• [Complete the following]:
**A.** Duplicate the passage on catalyst surface analysis word for word. Begin at "Since then, more" and stop after "such as XANES.".
**B.** In the passage on catalyst surface analysis, which techniques were the only ones used to elucidate the structure of catalyst surfaces until recently?
**C.** Render this sentence from the passage on catalyst surface analysis in French: "Since then, more advanced X-ray absorption techniques have been used."

Understanding reaction mechanisms is essential for the development of better catalysts. However, this is difficult to achieve for heterogeneous catalysts. Up until recently, only infrared (IR) spectroscopic techniques were used to elucidate the structure of catalyst surfaces.

Since then, more advanced X-ray absorption techniques have been used. These X-ray methods are able to excite electrons at the near-edge (X-ray absorption near edge structure, XANES) or the extended edge (extended X-ray absorption fine structure, EXAFS) of the electron ionization potential, which can give information about the structure of the material. However, resolution remains an unsolved issue, since only low energy beams can be used for techniques such as XANES.

• [Dataset content]:
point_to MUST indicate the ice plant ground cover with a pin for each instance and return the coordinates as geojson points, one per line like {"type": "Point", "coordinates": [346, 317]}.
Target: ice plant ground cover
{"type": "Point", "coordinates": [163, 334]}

• [Expected results]:
**A.**
Since then, more advanced X-ray absorption techniques have been used. These X-ray methods are able to excite electrons at the near-edge (X-ray absorption near edge structure, XANES) or the extended edge (extended X-ray absorption fine structure, EXAFS) of the electron ionization potential, which can give information about the structure of the material. However, resolution remains an unsolved issue, since only low energy beams can be used for techniques such as XANES.

**B.** Infrared (IR) spectroscopic techniques.

**C.** Depuis, des techniques d'absorption des rayons X plus avancées ont été utilisées.